- _WHAT YOU HAVE TO DO_: Below are some records; retype all of them exactly.

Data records
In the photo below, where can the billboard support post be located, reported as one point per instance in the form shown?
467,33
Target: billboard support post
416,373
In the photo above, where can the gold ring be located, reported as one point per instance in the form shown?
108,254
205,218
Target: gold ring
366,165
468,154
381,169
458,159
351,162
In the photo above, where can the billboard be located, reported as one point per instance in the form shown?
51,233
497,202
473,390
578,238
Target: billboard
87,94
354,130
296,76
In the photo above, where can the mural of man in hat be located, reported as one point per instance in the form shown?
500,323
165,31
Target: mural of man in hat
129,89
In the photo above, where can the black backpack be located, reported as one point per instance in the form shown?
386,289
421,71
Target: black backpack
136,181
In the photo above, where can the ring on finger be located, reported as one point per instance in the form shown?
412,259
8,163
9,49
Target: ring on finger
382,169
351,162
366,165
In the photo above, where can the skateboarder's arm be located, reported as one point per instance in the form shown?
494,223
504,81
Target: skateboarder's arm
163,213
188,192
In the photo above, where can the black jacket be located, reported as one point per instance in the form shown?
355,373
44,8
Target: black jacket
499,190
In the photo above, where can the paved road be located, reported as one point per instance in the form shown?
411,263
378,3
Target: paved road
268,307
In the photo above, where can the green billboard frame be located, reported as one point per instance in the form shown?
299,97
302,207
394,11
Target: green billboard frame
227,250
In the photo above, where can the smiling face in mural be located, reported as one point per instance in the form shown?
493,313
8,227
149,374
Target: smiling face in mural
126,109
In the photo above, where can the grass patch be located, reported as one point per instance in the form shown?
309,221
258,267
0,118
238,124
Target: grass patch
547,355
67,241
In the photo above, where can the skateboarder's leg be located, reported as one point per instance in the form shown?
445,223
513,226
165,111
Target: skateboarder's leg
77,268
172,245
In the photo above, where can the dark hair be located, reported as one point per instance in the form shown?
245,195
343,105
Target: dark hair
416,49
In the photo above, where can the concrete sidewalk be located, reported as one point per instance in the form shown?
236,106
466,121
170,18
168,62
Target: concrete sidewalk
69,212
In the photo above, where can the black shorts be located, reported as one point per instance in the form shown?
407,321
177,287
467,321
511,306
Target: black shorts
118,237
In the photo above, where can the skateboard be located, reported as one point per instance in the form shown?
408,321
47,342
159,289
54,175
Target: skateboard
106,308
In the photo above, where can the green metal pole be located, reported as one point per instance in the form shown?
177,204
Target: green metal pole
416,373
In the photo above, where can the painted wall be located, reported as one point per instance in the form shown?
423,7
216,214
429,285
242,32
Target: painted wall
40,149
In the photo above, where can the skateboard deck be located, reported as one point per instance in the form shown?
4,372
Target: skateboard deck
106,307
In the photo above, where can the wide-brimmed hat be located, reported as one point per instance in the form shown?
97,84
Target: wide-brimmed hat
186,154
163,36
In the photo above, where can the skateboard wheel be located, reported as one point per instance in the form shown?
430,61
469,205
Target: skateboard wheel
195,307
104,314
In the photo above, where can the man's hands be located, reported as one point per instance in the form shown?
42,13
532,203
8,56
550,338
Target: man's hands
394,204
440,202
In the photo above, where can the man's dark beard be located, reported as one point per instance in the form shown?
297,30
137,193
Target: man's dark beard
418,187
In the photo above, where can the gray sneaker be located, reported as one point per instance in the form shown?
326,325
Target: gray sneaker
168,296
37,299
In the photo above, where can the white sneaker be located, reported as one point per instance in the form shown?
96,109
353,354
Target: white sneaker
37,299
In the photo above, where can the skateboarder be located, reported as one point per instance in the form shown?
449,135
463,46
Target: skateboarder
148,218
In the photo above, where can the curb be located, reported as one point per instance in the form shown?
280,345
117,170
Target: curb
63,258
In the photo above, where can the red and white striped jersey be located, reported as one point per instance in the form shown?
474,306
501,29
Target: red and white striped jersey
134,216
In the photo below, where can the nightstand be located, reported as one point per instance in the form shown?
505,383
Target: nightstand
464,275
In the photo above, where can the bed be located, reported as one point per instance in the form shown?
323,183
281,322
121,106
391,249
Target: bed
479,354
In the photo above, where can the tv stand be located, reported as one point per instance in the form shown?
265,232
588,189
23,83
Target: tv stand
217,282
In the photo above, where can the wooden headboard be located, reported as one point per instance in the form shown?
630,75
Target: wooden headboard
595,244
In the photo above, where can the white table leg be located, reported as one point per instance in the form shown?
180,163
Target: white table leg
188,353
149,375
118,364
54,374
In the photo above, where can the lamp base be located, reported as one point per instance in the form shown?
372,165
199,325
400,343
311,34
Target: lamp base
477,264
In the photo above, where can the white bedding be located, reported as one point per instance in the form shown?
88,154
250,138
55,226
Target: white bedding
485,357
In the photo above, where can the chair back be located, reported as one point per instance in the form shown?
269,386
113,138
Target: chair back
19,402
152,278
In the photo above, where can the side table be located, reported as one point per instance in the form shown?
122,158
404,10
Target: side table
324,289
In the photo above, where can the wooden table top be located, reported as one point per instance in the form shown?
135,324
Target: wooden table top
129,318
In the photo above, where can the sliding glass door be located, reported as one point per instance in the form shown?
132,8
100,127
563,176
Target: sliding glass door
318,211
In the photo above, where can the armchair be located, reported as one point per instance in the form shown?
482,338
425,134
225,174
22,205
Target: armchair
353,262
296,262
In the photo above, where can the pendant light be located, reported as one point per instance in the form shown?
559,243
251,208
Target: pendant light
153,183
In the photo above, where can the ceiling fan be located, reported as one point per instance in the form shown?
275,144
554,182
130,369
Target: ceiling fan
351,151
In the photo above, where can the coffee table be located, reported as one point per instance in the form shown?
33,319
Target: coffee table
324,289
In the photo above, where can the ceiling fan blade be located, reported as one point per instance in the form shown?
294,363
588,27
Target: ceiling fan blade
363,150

- _ANSWER TO THIS EXERCISE_:
In the photo below, where can the billboard support post be located, reported as one point per instance in the form shown?
467,33
Target: billboard support post
416,373
In the photo above, where can the gold ring be located, reported as one point per instance in the form shown?
108,254
205,218
Target: gold ring
366,165
468,154
381,169
458,159
351,162
In the photo above, where can the billboard be located, reported as one point per instance in the form shown?
51,233
497,202
473,390
578,238
Target: billboard
87,94
354,130
296,76
In the photo above, where can the mural of man in hat be located, reported as one point per instance in the form shown?
500,323
165,31
Target: mural of man in hat
129,89
In the photo above, where can the black backpack be located, reported as one point per instance in the form shown?
386,289
421,71
Target: black backpack
136,181
In the photo above, where can the ring on finger be located, reported as one point per instance in the form shown?
412,259
8,163
9,49
Target: ring on finger
382,169
351,162
366,165
In the photo above, where can the skateboarder's arm be located, reported as one point per instance in the form shown?
494,223
504,81
Target: skateboarder's arm
163,213
188,192
In the photo above, where can the black jacket be located, reported as one point per instance in the form shown?
355,373
44,8
Target: black jacket
499,190
In the photo above, where can the paved road be located, reported as one point per instance in the form shown?
411,263
378,3
Target: paved road
268,307
In the photo above, where can the green billboard frame be located, reported as one point per instance in the form shown?
299,97
302,207
394,11
Target: green billboard frame
227,250
In the photo above, where can the smiling face in mural be located, reported as one point per instance in the form shown?
493,313
8,227
149,374
Target: smiling face in mural
126,109
In the photo above, where can the grass patch be located, reported as one point per instance in the form shown?
309,221
258,267
0,118
238,124
Target: grass patch
547,355
67,241
In the photo above, where can the skateboarder's leg be located, reported as one point per instance in the form shown?
445,223
513,226
165,111
Target: skateboarder's leg
77,268
172,245
In the photo above, where can the dark hair be located, reported as one point per instance in the form shown?
245,195
343,105
Target: dark hair
416,49
In the photo above, where can the concrete sidewalk be located, reported as one point per instance in the form shown?
236,106
466,121
170,18
168,62
Target: concrete sidewalk
69,212
In the photo above, where can the black shorts be located, reported as one point per instance in the form shown?
407,321
177,287
467,321
511,306
Target: black shorts
118,237
In the photo above, where can the skateboard be located, reported as one point per instance in the form shown?
408,321
47,342
159,289
54,175
Target: skateboard
106,308
In the photo above, where can the green metal pole be located, reported as one point per instance in the form shown?
177,204
Target: green metal pole
416,373
In the photo above, where can the painted wall be located, reported as one point per instance in the form shown?
423,7
216,214
429,285
242,32
Target: painted wall
40,149
In the photo above, where can the skateboard deck be located, reported as one point per instance in the form shown?
4,372
Target: skateboard deck
106,307
In the photo above, where can the wide-brimmed hat be located, reported as one point per instance in the form shown?
97,84
Target: wide-brimmed hat
186,154
163,36
In the photo above, where can the skateboard wheel be located, reported as one point per instance in the form shown?
430,61
469,205
Target: skateboard wheel
195,307
104,314
In the photo above, where can the man's hands be located, reported as one point per instance in the form shown?
42,13
532,203
8,56
550,338
Target: man's hands
394,204
440,202
In the photo above, where can the man's dark beard be located, reported as one point per instance in the form shown?
297,30
137,193
Target: man's dark beard
418,187
In the photo above, where can the gray sneaker be located, reported as one point per instance in the form shown?
326,325
Target: gray sneaker
168,296
37,299
In the photo above, where can the white sneaker be located, reported as one point per instance in the form shown?
96,109
353,354
Target: white sneaker
37,299
In the photo above, where can the skateboarder be located, reported as one point per instance in the form shown?
449,135
463,46
Target: skateboarder
148,218
In the photo above, where can the curb be located, reported as one point per instance in the form shown?
280,345
117,170
Target: curb
63,258
In the photo above, where can the red and white striped jersey be located, reported as one point per instance in the form shown?
474,306
501,29
Target: red and white striped jersey
134,216
In the photo below, where can the nightstand be located, reported as one point per instance in the form shown?
505,383
Target: nightstand
464,275
In the photo above, where can the bed be located, reported as one point per instance in the form shown?
323,183
281,322
121,106
391,249
Target: bed
479,354
In the photo above, where can the tv stand be located, reported as one point per instance in the form shown?
265,232
588,189
23,83
Target: tv stand
217,282
In the photo above, where can the wooden headboard be located, reported as one point per instance in the form shown?
630,75
Target: wooden headboard
595,244
In the photo above, where can the white table leg be located, reported as one point per instance in the form shown?
180,163
Target: white table leg
188,353
149,375
118,364
54,374
In the photo above, where can the lamp base be located, reported as one point per instance in the form shown?
372,165
199,325
400,343
311,34
Target: lamp base
477,264
In the photo above, where can the white bedding be located, reported as one point per instance in the form shown?
88,154
250,138
55,226
Target: white bedding
485,357
In the photo above, where can the chair back be located, reported as one point per instance in the form shown?
269,386
113,138
Target: chair back
19,402
152,278
In the photo above, where can the side table be located, reported as one point per instance in the form shown?
122,158
404,10
Target: side table
324,289
In the photo above, where can the wooden table top be located, reported as one point per instance in the form shown?
135,324
Target: wooden table top
129,318
In the photo above, where can the sliding glass door be located, reported as one point per instance in the form shown?
132,8
100,127
563,176
Target: sliding glass door
318,211
In the photo above, where can the armchair be located, reported as one point per instance in the form shown?
482,338
425,134
225,174
22,205
Target: armchair
353,262
296,262
In the photo above, where can the pendant light be located, reported as one point per instance in the form shown?
559,243
251,208
Target: pendant light
153,183
In the photo above, where can the ceiling fan be located, reported as one point per instance in the form shown?
275,144
554,182
130,369
Target: ceiling fan
351,151
In the photo above, where can the coffee table be located, reported as one point per instance in the form shown?
33,319
Target: coffee table
324,289
In the photo above, where can the ceiling fan blade be located, reported as one point per instance in the form shown?
294,363
588,27
Target: ceiling fan blade
363,150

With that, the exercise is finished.